| Working data |
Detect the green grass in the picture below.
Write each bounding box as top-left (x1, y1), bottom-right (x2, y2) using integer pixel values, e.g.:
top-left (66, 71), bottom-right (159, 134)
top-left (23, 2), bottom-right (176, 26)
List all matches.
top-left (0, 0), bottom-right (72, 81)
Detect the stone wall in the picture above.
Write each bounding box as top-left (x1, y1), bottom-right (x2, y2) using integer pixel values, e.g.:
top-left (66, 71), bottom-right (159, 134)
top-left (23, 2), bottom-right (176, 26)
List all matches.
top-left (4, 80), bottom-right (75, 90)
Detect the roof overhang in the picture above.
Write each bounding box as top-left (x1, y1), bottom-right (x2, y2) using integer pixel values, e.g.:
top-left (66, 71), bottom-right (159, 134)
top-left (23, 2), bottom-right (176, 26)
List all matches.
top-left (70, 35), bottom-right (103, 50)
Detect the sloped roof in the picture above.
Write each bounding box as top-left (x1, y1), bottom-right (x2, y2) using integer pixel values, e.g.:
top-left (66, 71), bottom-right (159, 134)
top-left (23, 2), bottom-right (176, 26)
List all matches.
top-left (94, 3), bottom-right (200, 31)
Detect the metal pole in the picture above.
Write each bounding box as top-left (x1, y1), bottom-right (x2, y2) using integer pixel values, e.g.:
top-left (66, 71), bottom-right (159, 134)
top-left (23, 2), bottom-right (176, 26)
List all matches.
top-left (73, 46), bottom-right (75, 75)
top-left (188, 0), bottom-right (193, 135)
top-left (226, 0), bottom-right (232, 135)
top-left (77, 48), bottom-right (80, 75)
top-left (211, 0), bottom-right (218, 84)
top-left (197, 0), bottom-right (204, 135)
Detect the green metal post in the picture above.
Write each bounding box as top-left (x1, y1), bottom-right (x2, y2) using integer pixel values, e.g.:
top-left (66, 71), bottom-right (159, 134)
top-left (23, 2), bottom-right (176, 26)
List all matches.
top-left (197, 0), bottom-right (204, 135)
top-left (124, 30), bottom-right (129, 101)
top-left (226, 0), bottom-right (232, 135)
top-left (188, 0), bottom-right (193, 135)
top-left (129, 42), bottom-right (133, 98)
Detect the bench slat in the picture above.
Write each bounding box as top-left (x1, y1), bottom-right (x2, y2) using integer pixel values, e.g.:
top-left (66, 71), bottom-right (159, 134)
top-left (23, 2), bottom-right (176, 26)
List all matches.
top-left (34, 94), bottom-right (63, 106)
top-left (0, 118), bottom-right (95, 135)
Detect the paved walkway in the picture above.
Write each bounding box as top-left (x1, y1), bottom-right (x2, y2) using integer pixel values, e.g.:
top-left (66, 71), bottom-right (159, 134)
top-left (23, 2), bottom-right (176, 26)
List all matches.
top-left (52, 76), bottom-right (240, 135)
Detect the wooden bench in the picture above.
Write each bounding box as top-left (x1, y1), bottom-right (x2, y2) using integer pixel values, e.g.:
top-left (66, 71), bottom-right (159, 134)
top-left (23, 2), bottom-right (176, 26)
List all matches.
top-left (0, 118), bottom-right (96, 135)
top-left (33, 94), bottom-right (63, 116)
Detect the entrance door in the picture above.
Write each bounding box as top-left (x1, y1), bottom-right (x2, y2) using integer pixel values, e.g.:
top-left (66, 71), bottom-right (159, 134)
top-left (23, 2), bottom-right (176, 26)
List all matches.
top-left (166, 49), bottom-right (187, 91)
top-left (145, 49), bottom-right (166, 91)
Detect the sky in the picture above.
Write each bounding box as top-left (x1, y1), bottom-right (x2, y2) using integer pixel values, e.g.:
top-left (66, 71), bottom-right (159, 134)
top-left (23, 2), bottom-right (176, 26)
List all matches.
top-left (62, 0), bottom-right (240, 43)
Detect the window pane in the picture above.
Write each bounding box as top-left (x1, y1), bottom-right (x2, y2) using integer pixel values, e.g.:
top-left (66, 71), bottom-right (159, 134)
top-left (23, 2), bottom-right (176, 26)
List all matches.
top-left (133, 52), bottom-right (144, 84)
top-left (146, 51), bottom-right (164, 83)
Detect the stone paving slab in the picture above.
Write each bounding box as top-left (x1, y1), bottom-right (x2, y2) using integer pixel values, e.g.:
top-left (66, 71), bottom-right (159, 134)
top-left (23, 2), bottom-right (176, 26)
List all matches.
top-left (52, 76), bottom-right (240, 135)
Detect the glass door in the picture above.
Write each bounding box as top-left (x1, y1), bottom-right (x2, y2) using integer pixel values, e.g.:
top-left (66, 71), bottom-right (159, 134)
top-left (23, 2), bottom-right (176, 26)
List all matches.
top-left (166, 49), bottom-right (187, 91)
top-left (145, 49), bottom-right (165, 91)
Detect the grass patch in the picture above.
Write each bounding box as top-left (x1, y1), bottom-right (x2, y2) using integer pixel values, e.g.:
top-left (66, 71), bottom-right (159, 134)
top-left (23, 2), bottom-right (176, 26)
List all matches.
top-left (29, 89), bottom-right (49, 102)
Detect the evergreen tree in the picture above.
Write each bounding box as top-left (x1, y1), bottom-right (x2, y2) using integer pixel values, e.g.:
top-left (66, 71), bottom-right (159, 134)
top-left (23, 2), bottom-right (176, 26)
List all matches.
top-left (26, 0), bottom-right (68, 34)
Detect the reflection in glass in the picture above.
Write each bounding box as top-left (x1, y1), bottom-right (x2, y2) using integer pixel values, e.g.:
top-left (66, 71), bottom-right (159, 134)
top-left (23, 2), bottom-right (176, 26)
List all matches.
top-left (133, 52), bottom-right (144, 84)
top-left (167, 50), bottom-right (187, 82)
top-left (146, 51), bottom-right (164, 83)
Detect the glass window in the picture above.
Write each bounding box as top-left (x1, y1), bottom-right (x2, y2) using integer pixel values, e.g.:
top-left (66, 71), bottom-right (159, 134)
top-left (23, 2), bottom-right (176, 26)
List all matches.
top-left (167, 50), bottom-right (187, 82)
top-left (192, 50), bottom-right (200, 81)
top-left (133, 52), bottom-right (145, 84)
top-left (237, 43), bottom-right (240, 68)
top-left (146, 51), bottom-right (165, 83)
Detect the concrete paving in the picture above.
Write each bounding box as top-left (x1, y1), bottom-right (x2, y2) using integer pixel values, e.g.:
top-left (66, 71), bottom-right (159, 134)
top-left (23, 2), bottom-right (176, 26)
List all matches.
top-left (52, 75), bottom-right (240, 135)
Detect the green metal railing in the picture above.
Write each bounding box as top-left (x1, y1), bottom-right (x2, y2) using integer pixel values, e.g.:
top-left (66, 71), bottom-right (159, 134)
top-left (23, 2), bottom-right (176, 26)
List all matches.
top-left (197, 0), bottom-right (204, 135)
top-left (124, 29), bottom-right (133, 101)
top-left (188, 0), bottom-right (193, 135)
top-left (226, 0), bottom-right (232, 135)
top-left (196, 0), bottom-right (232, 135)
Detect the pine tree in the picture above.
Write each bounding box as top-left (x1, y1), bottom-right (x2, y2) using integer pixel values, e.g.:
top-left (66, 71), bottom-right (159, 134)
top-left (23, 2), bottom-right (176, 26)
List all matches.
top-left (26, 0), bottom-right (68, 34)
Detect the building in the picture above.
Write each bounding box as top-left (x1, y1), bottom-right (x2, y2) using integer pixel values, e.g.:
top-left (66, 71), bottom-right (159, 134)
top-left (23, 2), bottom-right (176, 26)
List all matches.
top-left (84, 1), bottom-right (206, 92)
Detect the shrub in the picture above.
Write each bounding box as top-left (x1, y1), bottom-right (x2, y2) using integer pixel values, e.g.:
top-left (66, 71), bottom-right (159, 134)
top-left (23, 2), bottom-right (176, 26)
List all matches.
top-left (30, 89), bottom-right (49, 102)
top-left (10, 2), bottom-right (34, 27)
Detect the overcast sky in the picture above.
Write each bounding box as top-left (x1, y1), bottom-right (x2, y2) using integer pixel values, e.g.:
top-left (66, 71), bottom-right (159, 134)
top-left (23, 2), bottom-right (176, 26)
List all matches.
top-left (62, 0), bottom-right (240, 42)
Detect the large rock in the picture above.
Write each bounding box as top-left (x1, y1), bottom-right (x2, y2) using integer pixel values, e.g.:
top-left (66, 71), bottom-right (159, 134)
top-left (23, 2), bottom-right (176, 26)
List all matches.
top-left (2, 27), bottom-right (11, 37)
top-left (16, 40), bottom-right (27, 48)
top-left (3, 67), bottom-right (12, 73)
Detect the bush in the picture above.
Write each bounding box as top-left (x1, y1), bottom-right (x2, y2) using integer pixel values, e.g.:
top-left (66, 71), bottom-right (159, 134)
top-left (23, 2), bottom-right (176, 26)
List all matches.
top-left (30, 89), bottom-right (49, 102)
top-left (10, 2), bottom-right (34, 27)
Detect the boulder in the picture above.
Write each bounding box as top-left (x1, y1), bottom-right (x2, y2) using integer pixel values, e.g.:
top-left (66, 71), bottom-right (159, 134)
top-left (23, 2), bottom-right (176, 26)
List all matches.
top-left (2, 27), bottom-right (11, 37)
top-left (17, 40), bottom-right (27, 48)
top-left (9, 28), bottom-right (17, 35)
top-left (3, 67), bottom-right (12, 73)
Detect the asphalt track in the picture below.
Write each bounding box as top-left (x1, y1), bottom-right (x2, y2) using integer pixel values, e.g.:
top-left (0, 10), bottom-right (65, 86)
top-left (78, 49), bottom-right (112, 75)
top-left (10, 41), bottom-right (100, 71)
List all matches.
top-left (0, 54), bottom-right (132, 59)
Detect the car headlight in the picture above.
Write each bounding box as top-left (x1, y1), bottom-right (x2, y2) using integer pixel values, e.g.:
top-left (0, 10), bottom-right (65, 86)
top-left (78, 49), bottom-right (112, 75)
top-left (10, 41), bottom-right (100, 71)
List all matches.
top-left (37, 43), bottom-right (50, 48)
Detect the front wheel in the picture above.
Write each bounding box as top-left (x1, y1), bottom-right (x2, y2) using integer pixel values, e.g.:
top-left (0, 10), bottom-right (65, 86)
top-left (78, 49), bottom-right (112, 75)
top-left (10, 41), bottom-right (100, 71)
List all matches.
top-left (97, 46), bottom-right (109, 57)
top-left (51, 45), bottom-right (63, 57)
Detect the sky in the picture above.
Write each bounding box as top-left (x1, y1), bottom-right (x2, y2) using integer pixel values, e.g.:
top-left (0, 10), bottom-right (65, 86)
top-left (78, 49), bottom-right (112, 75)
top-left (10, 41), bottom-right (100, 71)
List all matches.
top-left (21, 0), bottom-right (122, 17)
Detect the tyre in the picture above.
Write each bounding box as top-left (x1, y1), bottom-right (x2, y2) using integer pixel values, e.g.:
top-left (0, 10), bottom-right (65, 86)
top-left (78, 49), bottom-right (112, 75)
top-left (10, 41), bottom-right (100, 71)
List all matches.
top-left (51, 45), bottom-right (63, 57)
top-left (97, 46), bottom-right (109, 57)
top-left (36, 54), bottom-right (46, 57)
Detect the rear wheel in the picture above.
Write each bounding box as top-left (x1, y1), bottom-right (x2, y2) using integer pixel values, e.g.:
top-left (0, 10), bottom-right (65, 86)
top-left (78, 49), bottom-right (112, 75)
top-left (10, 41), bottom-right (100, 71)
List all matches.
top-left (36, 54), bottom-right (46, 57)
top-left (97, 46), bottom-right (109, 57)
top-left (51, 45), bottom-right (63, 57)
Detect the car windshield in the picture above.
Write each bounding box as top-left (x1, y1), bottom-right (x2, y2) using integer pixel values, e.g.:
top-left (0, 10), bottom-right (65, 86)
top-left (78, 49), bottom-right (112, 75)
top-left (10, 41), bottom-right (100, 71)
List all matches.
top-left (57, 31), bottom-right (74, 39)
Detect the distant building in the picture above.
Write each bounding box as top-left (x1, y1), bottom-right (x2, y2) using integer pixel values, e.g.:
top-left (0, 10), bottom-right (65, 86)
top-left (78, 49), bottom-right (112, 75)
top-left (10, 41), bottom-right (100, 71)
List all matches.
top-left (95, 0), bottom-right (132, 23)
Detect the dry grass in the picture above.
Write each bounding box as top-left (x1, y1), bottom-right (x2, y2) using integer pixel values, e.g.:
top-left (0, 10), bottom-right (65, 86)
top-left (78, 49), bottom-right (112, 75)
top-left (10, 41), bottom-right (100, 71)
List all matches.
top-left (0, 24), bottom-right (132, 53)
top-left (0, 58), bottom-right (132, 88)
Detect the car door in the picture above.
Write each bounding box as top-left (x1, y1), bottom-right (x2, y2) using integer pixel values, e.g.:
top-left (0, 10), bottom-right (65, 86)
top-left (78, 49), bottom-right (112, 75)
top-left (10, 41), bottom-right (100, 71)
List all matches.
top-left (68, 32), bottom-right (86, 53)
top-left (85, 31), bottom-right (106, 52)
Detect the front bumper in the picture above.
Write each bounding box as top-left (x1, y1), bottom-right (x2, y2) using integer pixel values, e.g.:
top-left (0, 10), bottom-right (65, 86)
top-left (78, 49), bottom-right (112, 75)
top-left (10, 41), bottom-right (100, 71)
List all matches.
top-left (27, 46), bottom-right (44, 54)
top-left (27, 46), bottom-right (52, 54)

--

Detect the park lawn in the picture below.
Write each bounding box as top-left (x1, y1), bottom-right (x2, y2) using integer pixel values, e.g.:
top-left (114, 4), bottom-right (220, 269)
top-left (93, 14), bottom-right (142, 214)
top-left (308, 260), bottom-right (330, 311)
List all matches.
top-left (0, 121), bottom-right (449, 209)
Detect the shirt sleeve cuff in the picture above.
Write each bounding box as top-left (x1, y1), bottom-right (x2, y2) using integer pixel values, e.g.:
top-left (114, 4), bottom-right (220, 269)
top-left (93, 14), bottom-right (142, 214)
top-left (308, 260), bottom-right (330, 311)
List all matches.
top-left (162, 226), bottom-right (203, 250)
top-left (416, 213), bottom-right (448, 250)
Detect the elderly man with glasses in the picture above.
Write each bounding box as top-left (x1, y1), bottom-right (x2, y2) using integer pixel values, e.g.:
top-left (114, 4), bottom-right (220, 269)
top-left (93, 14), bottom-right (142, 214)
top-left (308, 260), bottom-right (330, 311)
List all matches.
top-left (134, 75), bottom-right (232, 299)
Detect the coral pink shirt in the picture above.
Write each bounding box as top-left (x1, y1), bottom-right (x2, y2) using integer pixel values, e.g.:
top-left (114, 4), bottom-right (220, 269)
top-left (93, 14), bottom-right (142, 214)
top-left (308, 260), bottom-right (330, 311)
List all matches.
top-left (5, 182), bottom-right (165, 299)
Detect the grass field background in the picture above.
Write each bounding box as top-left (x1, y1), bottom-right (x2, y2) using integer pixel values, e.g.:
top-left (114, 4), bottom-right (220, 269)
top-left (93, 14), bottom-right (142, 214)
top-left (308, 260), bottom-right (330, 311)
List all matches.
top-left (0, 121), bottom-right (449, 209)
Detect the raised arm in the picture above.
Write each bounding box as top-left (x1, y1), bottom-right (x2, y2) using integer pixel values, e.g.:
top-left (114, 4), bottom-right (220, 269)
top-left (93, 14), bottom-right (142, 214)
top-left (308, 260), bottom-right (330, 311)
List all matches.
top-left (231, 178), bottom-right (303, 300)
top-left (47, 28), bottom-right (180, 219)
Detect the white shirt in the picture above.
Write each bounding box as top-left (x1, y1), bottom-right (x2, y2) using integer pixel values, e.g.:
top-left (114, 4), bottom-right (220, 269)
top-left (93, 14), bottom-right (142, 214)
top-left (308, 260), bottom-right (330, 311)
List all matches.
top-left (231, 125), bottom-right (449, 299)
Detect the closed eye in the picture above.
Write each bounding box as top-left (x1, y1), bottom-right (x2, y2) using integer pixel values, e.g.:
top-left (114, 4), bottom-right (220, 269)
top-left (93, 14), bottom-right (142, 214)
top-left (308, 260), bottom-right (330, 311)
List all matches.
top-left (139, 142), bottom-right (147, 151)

| Task details |
Turn the material above into a numbered list, starting with the line that contains "Detect the car windshield" and going on through the line that contains "top-left (85, 31), bottom-right (106, 52)", with both of those lines included. Leave out any blank lines.

| In response |
1. Detect the car windshield in the picture above.
2. Write each bounding box as top-left (x1, y1), bottom-right (x2, y2) using integer pixel values, e.g.:
3. top-left (0, 10), bottom-right (65, 86)
4. top-left (78, 49), bottom-right (112, 75)
5. top-left (10, 41), bottom-right (100, 71)
6. List all matches.
7. top-left (57, 31), bottom-right (74, 39)
8. Detect the distant building in the picture above.
9. Write each bounding box as top-left (x1, y1), bottom-right (x2, y2) using integer pixel values, e.g.:
10. top-left (0, 10), bottom-right (65, 86)
11. top-left (78, 49), bottom-right (112, 75)
12. top-left (10, 41), bottom-right (100, 71)
13. List all matches.
14. top-left (95, 0), bottom-right (132, 23)
15. Detect the dry grass in the picture above.
16. Write each bounding box as top-left (x1, y1), bottom-right (x2, y2) using integer pixel values, e.g.:
17. top-left (0, 10), bottom-right (65, 86)
18. top-left (78, 49), bottom-right (112, 75)
19. top-left (10, 41), bottom-right (100, 71)
20. List all matches.
21. top-left (0, 24), bottom-right (132, 53)
22. top-left (0, 58), bottom-right (132, 88)
23. Detect the car door in the picture above.
24. Write each bounding box as top-left (x1, y1), bottom-right (x2, y2) using integer pixel values, e.g.:
25. top-left (0, 10), bottom-right (65, 86)
26. top-left (78, 49), bottom-right (112, 75)
27. top-left (10, 41), bottom-right (100, 71)
28. List all matches.
29. top-left (68, 32), bottom-right (86, 53)
30. top-left (85, 31), bottom-right (106, 52)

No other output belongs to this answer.